BEGIN DATA SECTION

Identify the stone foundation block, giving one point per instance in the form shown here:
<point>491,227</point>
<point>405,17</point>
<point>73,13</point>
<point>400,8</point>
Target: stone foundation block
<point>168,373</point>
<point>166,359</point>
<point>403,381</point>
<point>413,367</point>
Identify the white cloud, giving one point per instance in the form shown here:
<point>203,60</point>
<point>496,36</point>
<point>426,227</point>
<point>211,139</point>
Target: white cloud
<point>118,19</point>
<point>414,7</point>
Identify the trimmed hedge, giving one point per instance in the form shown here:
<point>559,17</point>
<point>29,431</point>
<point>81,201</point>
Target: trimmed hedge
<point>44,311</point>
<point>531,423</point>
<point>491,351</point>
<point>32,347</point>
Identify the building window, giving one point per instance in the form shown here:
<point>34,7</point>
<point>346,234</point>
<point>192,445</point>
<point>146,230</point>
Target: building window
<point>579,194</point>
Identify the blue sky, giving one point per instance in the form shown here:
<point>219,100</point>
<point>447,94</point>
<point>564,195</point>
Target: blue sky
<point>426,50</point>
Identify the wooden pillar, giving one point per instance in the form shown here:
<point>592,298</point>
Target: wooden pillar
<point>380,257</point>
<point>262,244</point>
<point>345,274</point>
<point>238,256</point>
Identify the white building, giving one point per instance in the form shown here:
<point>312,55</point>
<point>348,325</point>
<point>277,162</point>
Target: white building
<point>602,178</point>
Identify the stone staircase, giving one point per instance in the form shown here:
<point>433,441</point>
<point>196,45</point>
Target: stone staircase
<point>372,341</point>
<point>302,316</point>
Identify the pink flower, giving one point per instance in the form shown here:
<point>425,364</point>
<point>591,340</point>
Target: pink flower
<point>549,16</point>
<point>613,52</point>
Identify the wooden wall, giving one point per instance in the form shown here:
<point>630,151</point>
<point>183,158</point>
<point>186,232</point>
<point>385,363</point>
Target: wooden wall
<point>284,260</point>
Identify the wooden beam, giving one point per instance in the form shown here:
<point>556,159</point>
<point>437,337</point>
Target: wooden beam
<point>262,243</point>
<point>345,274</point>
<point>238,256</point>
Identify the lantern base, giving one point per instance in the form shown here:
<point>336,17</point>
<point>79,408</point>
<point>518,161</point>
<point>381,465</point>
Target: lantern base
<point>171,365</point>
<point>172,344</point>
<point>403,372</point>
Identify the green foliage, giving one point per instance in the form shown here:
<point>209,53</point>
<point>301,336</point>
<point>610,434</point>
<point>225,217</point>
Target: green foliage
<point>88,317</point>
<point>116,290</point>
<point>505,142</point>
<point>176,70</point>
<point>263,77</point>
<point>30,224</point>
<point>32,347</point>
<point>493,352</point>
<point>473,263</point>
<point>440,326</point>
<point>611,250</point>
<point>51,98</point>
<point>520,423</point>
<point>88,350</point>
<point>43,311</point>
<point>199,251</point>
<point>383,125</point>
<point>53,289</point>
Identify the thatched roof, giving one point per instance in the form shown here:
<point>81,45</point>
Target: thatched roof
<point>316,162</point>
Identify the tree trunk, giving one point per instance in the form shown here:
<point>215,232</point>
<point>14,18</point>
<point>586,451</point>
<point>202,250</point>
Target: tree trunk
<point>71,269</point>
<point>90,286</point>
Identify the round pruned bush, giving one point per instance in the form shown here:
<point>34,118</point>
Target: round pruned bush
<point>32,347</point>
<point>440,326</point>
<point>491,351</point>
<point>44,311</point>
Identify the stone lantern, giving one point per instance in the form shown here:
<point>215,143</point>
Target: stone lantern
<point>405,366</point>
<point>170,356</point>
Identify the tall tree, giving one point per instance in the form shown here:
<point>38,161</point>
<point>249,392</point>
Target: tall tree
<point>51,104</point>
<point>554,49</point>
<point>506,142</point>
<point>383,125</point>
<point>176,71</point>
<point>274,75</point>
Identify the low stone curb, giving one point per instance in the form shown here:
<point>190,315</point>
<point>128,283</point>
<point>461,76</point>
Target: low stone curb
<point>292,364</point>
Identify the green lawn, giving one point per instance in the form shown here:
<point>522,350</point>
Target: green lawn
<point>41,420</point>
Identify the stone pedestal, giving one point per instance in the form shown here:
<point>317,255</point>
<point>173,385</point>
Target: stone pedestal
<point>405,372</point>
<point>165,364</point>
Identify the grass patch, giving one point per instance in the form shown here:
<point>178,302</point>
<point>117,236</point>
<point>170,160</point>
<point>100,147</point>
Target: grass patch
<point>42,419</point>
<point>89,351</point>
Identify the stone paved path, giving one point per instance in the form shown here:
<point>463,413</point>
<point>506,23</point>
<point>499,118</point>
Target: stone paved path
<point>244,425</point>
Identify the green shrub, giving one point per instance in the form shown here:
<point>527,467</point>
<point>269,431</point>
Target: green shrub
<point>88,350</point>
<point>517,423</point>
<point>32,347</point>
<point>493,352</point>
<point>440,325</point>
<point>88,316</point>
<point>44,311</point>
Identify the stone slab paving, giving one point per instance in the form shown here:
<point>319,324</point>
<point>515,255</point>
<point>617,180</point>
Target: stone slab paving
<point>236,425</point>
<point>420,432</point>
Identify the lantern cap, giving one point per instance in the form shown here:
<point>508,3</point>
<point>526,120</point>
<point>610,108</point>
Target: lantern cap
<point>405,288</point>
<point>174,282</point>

END DATA SECTION

Repeat each of the rows above line for line, without changing anything.

ANSWER TO THE EXERCISE:
Identify the stone foundation block, giving one point per instance in the form shown here:
<point>491,227</point>
<point>405,17</point>
<point>73,13</point>
<point>400,8</point>
Target: stone foundation block
<point>168,373</point>
<point>166,359</point>
<point>403,381</point>
<point>413,367</point>
Identify the white cloud, giving one point per instance in the form shown here:
<point>203,60</point>
<point>496,36</point>
<point>426,227</point>
<point>211,139</point>
Target: white cloud
<point>118,19</point>
<point>414,7</point>
Identify the trimmed hedge, giving one point per instance in the form shown here:
<point>559,17</point>
<point>29,431</point>
<point>81,201</point>
Target: trimmed hedge
<point>44,311</point>
<point>531,423</point>
<point>491,351</point>
<point>32,347</point>
Identify the building window, giving one point per instance in the form shown here:
<point>34,7</point>
<point>346,234</point>
<point>192,445</point>
<point>146,230</point>
Target: building window
<point>579,194</point>
Identify the blue sky, giving one point per instance in the form shown here:
<point>219,100</point>
<point>447,94</point>
<point>564,195</point>
Target: blue sky
<point>426,50</point>
Identify the wooden pillar, giving one point per instance in the form shown here:
<point>592,298</point>
Target: wooden pillar
<point>380,257</point>
<point>262,244</point>
<point>345,274</point>
<point>238,256</point>
Identify the white building, giving one point per instance in the form shown here:
<point>312,55</point>
<point>348,325</point>
<point>277,162</point>
Target: white building
<point>602,178</point>
Identify the stone staircase, giving one point per instance in the form shown here:
<point>433,441</point>
<point>196,45</point>
Target: stone staircase
<point>372,341</point>
<point>302,316</point>
Identify the pink flower, giving one point per instance in the form shown here:
<point>425,364</point>
<point>591,340</point>
Target: pink flower
<point>549,16</point>
<point>613,52</point>
Identify the wooden wall, giving one point per instance in the form shown here:
<point>630,151</point>
<point>183,158</point>
<point>186,232</point>
<point>385,363</point>
Target: wooden wall
<point>284,260</point>
Identify the wooden beam, giving one point per instance in the form shown here:
<point>556,159</point>
<point>437,337</point>
Target: wooden beam
<point>262,243</point>
<point>345,274</point>
<point>238,256</point>
Identify the lantern base, giving one point per instance in the form shown here:
<point>336,17</point>
<point>79,408</point>
<point>518,161</point>
<point>381,465</point>
Target: lantern base
<point>171,365</point>
<point>172,344</point>
<point>403,372</point>
Identify the green foliage, giving one point per instance in the form shown here:
<point>209,53</point>
<point>301,336</point>
<point>610,434</point>
<point>225,217</point>
Target: green foliage
<point>88,317</point>
<point>116,290</point>
<point>505,142</point>
<point>176,70</point>
<point>263,77</point>
<point>30,224</point>
<point>32,347</point>
<point>493,352</point>
<point>473,263</point>
<point>440,326</point>
<point>611,250</point>
<point>51,98</point>
<point>520,423</point>
<point>88,350</point>
<point>43,311</point>
<point>199,251</point>
<point>383,125</point>
<point>53,289</point>
Identify the thatched roof, giving one point per instance in the form shown here:
<point>81,45</point>
Target: thatched roof
<point>316,162</point>
Identify the tree trunk, giving one point per instance in the form shown here:
<point>215,232</point>
<point>14,18</point>
<point>586,451</point>
<point>202,250</point>
Target: tree trunk
<point>71,269</point>
<point>90,286</point>
Identify the round pruned bush, giving one point per instance in the form shown here:
<point>34,118</point>
Target: round pruned bush
<point>32,347</point>
<point>440,326</point>
<point>491,351</point>
<point>44,311</point>
Identify the stone lantern, giving one point per instance in the form shown here:
<point>215,143</point>
Target: stone lantern
<point>405,366</point>
<point>170,356</point>
Identify the tall tree, giving one point per instance in the form shown here:
<point>38,161</point>
<point>249,392</point>
Target: tall tree
<point>51,104</point>
<point>554,49</point>
<point>506,142</point>
<point>383,125</point>
<point>176,71</point>
<point>274,75</point>
Identify the low stone curb, giving one point per instance in the form shown here:
<point>190,315</point>
<point>128,283</point>
<point>461,76</point>
Target: low stone curb
<point>292,364</point>
Identify the green lawn, giving one point per instance in the form shown here:
<point>522,350</point>
Target: green lawn
<point>41,420</point>
Identify the stone pedestal, giving one point per instance in the form shown here:
<point>317,255</point>
<point>173,385</point>
Target: stone pedestal
<point>405,372</point>
<point>165,364</point>
Identify the grass patch, giving one point per instance in the form shown here:
<point>178,302</point>
<point>117,236</point>
<point>170,160</point>
<point>100,147</point>
Target: grass patch
<point>42,419</point>
<point>89,351</point>
Identify the stone paved path, giving one point per instance in the form shown here:
<point>463,413</point>
<point>506,23</point>
<point>499,118</point>
Target: stone paved path
<point>244,425</point>
Identify the green shrub, giving one point per instance in the form shown here:
<point>527,467</point>
<point>269,431</point>
Target: green shrub
<point>88,350</point>
<point>517,423</point>
<point>32,347</point>
<point>493,352</point>
<point>440,325</point>
<point>88,316</point>
<point>44,311</point>
Identify the stone slab paving, giving one point per instance in the form shown here:
<point>319,324</point>
<point>515,255</point>
<point>617,180</point>
Target: stone slab paving
<point>236,425</point>
<point>420,432</point>
Identify the lantern cap, giving one point per instance in the form shown here:
<point>508,3</point>
<point>526,120</point>
<point>610,108</point>
Target: lantern cap
<point>405,288</point>
<point>174,282</point>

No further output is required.